Page excerpt:

Fuzion or carbon gets my vote


----------



## chewy_ (Mar 5, 2014)

pt1 said:


> I find blue top r222 gives the best wet look and at a good price compared to others..works well with the r222 paint cleaner.*not the most durable but brilliant results*


Have you tried maintaining the finish of the R222 wax with the Bodywork conditioning shampoo?

In the past I have tried r222/p21s blue top wax over dodo micro prime and it gave a very wet look!

In the summer I'm planning to maintain the r222/p21s wax with the Bodywork conditioning shampoo, after polishing with P21S gloss-enhancing Paintwork Cleanser as per the photo. URL=http://s420.photobucket.com/user/Jauzion5000/media/image.jpg1_zpsoy8zzt0l.jpg.html][/URL]


----------



## A&J (Mar 4, 2015)

Ive tried R222 paintwork cleanser and it was really good. It is easy to use and it left a nice wet look finish. Another alternative is Blackfire GEP.

Not sure what the R222 bodywork shampoo will bring as it is a neutral shampoo (no gloss enhancers or wax or anything).


----------



## chewy_ (Mar 5, 2014)

A&J said:


> Not sure what the R222 bodywork shampoo will bring as it is a neutral shampoo (no gloss enhancers or wax or anything).


Neutral shampoo's are the best way to maintain the finish of an LSP.


----------



## A&J (Mar 4, 2015)

chewy_ said:


> Neutral shampoo's are the best way to maintain the finish of an LSP.


Yes i know...i was thinking that any other neutral shampoo would be fine too but OK since you have your R222 paint cleanser and R222 wax why not have also R222 shampoo. :thumb:


----------



## chewy_ (Mar 5, 2014)

A&J said:


> Yes i know...i was thinking that any other neutral shampoo would be fine too but OK since you have your R222 paint cleanser and R222 wax why not have also R222 shampoo. :thumb:


.yeah


----------



## bradleymarky (Nov 29, 2013)

Wax arrived a week after ordering. Please advise buyers when products are not in stock instead of selling them anyway.


----------



## chefy (May 9, 2011)

No-one for Bouncers then ? I used Salute the Fruit on my E30 last year and I was pleasantly chuffed :thumb:


----------

Extracted data:
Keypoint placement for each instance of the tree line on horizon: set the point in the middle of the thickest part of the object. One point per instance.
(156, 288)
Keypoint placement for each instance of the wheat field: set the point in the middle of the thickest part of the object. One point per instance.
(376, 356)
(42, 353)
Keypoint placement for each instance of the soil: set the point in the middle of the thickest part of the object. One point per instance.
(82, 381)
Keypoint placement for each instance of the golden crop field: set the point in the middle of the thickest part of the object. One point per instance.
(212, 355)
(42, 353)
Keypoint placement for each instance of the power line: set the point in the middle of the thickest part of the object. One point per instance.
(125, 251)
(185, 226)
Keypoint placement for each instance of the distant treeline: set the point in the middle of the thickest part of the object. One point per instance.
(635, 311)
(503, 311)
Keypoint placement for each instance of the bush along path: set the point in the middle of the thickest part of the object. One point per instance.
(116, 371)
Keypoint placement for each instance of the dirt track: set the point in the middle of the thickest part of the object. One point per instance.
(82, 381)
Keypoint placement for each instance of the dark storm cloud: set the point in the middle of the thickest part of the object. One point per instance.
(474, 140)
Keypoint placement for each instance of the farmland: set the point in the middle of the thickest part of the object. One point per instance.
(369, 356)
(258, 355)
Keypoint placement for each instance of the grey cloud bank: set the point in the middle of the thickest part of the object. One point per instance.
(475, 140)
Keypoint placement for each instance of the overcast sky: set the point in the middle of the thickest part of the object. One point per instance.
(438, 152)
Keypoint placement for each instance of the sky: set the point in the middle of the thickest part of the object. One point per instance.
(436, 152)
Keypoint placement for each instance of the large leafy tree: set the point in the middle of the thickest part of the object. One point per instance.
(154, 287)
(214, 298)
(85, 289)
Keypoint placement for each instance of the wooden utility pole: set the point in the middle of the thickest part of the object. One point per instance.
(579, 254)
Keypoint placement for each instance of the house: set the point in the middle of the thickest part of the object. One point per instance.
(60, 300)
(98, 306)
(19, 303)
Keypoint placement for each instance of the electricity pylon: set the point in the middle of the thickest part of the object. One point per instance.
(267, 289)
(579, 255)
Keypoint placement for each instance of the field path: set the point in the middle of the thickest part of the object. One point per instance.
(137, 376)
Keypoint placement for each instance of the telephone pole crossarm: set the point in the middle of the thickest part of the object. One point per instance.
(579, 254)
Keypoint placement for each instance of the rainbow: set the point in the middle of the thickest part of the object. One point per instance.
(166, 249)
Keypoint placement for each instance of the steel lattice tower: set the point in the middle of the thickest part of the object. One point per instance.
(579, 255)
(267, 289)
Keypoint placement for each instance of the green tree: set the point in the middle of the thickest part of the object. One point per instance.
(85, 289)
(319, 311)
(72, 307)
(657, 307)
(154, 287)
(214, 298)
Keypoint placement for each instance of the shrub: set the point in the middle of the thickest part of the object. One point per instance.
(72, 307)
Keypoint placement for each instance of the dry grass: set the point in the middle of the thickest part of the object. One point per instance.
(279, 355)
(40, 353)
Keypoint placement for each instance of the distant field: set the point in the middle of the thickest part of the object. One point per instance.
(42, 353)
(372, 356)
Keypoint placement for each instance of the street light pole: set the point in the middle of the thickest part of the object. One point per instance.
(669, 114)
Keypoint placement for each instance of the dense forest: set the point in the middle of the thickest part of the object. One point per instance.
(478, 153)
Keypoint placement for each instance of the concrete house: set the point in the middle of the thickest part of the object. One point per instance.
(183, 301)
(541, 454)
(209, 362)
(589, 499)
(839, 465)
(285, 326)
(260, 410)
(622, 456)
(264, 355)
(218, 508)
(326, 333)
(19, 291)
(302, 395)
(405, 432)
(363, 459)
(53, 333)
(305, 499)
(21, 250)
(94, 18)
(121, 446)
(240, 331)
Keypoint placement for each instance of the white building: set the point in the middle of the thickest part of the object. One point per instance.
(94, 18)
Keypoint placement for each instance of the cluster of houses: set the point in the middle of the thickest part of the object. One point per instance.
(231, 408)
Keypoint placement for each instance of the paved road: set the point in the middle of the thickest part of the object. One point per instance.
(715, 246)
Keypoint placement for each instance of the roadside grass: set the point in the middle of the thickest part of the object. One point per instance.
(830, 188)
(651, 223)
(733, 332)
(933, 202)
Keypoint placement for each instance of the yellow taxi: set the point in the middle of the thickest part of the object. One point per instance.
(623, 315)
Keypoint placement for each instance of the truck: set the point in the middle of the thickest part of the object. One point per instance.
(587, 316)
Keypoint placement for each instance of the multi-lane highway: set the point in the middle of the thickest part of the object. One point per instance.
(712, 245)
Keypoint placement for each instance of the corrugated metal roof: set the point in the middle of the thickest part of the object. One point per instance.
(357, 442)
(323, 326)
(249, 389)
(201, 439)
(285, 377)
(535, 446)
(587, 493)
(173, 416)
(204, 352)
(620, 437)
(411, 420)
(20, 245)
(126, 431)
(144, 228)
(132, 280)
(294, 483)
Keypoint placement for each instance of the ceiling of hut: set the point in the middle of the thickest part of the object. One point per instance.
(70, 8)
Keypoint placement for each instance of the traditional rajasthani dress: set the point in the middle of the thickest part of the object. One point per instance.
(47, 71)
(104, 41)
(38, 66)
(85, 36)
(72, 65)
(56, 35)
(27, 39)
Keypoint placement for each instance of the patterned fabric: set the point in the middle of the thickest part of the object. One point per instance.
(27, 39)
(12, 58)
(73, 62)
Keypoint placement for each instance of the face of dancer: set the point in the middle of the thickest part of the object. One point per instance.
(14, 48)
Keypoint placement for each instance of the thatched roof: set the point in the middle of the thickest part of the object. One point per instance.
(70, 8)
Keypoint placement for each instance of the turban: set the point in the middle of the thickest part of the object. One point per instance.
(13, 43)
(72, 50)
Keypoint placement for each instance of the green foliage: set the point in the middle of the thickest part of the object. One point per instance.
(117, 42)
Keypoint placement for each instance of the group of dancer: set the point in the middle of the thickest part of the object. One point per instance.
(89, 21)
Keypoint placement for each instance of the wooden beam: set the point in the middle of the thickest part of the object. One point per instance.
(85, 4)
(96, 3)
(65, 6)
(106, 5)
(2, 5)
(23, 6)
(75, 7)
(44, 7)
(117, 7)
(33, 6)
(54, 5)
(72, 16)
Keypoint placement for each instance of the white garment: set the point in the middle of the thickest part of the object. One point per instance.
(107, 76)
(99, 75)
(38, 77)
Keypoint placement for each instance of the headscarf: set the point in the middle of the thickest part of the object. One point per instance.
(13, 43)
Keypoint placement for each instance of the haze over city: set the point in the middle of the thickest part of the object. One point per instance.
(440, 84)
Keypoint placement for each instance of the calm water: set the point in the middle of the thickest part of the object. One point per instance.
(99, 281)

Task instructions:
A - Repeat the car-care forum thread word for word from "Have you tried" to "is Blackfire GEP.".
B - In the car-care forum thread, what kind of shampoo is the R222 bodywork shampoo said to be?

Solution list:
A -
Have you tried maintaining the finish of the R222 wax with the Bodywork conditioning shampoo?

In the past I have tried r222/p21s blue top wax over dodo micro prime and it gave a very wet look!

In the summer I'm planning to maintain the r222/p21s wax with the Bodywork conditioning shampoo, after polishing with P21S gloss-enhancing Paintwork Cleanser as per the photo. URL=http://s420.photobucket.com/user/Jauzion5000/media/image.jpg1_zpsoy8zzt0l.jpg.html][/URL]


----------



## A&J (Mar 4, 2015)

Ive tried R222 paintwork cleanser and it was really good. It is easy to use and it left a nice wet look finish. Another alternative is Blackfire GEP.

B - A neutral shampoo, with no gloss enhancers or wax.